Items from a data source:
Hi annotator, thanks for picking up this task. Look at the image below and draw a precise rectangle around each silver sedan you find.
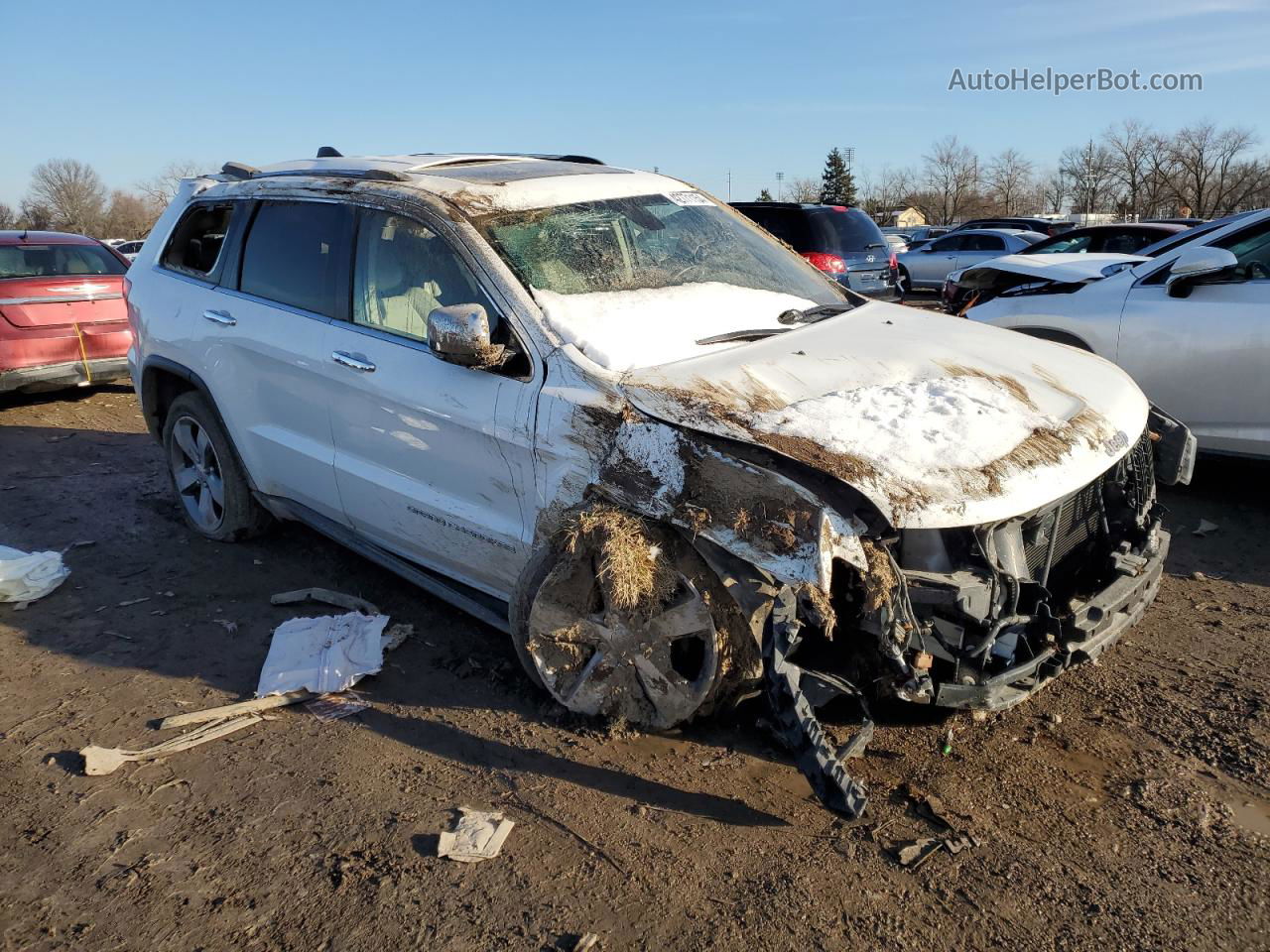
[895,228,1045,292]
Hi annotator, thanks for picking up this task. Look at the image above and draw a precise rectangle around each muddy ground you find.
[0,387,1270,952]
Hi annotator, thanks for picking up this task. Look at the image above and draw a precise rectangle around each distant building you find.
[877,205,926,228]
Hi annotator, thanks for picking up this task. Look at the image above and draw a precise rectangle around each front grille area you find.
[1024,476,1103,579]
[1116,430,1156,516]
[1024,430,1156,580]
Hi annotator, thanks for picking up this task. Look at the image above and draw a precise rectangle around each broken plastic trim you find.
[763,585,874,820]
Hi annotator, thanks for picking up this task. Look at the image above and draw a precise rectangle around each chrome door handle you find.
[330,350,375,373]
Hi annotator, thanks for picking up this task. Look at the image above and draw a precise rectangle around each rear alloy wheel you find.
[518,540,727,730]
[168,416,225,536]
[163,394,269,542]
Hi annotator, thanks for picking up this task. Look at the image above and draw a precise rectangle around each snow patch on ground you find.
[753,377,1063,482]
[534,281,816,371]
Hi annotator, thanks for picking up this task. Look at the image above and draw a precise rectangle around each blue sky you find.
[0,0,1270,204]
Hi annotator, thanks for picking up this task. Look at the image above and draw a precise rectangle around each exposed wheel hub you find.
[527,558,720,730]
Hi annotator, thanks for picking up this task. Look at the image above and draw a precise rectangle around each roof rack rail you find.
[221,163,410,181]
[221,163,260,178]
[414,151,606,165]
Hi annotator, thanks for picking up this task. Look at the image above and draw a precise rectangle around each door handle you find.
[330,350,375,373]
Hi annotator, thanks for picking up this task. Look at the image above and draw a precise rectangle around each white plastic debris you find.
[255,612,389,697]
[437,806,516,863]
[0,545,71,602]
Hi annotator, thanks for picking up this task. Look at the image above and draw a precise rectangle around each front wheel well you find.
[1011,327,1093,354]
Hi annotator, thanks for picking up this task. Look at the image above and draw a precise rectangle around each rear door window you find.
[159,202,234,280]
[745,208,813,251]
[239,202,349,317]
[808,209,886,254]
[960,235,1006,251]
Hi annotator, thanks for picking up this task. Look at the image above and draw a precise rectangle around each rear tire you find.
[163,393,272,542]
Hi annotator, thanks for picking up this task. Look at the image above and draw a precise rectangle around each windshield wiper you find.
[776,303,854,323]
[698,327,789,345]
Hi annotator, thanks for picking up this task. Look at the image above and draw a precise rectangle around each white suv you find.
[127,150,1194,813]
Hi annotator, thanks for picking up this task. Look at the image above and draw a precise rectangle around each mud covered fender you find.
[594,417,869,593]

* WHAT THE TASK REQUIRES
Please return each line of the material above that contains the string "ground". Matching is case-sensitive.

* FINISHED EXERCISE
Hi annotator, thanks for picking up this task. Look at the image above and draw a precise rectangle around each muddy ground you find.
Hi annotator, thanks for picking up this task. Look at the image above and draw a precise rectangle around each snow patch on ground you find.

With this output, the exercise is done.